CHALLENGE.
Render every line of all the records below as a single numbered list, omitting the blank lines.

-- START OF MATERIAL SHOWN --

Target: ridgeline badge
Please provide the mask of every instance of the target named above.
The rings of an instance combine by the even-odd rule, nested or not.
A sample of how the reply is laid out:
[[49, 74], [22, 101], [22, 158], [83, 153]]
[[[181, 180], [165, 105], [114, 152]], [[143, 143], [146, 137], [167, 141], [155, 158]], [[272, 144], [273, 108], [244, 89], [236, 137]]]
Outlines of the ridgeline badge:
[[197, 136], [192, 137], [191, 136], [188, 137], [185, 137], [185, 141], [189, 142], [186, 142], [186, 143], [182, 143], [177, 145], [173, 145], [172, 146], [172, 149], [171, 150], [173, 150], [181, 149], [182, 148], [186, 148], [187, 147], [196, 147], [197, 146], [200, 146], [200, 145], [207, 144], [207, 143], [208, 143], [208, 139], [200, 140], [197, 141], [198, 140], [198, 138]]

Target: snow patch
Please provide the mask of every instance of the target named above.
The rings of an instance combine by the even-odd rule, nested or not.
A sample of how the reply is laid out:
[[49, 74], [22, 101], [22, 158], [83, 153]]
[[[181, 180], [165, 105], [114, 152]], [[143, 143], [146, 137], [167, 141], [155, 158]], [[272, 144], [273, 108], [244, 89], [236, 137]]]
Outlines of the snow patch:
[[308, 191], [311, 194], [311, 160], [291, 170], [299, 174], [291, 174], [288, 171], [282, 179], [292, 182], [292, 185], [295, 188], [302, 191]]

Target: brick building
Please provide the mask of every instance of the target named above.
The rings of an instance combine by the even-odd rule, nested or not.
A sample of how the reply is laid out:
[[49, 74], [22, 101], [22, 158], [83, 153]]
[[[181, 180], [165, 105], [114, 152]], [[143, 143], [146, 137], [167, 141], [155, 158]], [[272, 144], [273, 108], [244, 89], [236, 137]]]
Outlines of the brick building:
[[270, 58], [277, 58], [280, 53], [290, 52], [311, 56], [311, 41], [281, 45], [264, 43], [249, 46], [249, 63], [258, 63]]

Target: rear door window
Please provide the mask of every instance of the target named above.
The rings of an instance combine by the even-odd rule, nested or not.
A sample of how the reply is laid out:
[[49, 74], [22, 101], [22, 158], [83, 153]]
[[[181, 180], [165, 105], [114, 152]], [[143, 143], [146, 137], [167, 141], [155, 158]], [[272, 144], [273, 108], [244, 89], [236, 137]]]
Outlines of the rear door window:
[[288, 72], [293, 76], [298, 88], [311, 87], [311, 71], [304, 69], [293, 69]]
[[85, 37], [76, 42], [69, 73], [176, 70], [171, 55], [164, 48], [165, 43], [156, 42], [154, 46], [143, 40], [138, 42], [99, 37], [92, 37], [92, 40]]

-- END OF MATERIAL SHOWN --

TASK OUTPUT.
1. Target: ridgeline badge
2. Please provide the mask of every instance of the target named above.
3. The rings of an instance combine by the even-odd rule, nested or not.
4. A sample of how the reply is laid out:
5. [[49, 74], [22, 101], [22, 158], [83, 153]]
6. [[[181, 180], [165, 105], [114, 152]], [[143, 143], [146, 137], [167, 141], [155, 158]], [[272, 144], [273, 108], [244, 89], [236, 137]]]
7. Outlines of the ridgeline badge:
8. [[197, 136], [192, 137], [191, 136], [188, 137], [185, 137], [185, 141], [189, 142], [186, 142], [186, 143], [182, 143], [177, 145], [173, 145], [172, 146], [172, 149], [171, 150], [173, 150], [181, 149], [182, 148], [186, 148], [187, 147], [196, 147], [197, 146], [200, 146], [200, 145], [207, 144], [207, 143], [208, 143], [208, 139], [200, 140], [197, 141], [198, 140], [198, 138]]
9. Target: snow patch
10. Please provide the mask of every instance of the target named above.
11. The rings of an instance combine by the even-odd rule, nested or not.
12. A sample of how the reply is laid out:
13. [[49, 74], [22, 101], [22, 158], [83, 153]]
14. [[[181, 180], [165, 105], [114, 152]], [[143, 143], [146, 137], [167, 141], [155, 158]], [[272, 144], [273, 108], [244, 89], [236, 137]]]
15. Outlines of the snow patch:
16. [[308, 191], [311, 194], [311, 160], [291, 170], [299, 174], [291, 174], [288, 171], [282, 179], [292, 182], [292, 185], [295, 188], [302, 191]]
17. Target: brick building
18. Please provide the mask of every instance of the target named above.
19. The rings of an instance combine by the even-odd rule, nested or not.
20. A sample of how the reply is laid out:
21. [[49, 74], [22, 101], [22, 158], [83, 153]]
22. [[[181, 180], [165, 105], [114, 152]], [[143, 143], [146, 137], [167, 141], [155, 158]], [[272, 144], [273, 108], [244, 89], [236, 137]]]
23. Outlines of the brick building:
24. [[270, 58], [277, 58], [280, 53], [290, 52], [311, 56], [311, 41], [281, 45], [264, 43], [249, 46], [249, 63], [258, 63]]
25. Target: rear door window
26. Please provide the mask of every instance of the target named above.
27. The rings of an instance combine by the even-odd rule, nested or not.
28. A sample of how the reply is laid out:
29. [[49, 74], [22, 101], [22, 158], [83, 153]]
30. [[[181, 180], [165, 105], [114, 152]], [[143, 143], [146, 137], [167, 141], [155, 158]], [[272, 144], [273, 108], [244, 89], [236, 137]]]
31. Outlines of the rear door window:
32. [[288, 72], [293, 76], [298, 88], [311, 87], [311, 71], [304, 69], [293, 69]]
33. [[85, 37], [76, 42], [69, 73], [176, 70], [171, 55], [164, 48], [165, 43], [156, 42], [154, 46], [143, 40], [138, 42], [99, 37], [92, 37], [92, 40]]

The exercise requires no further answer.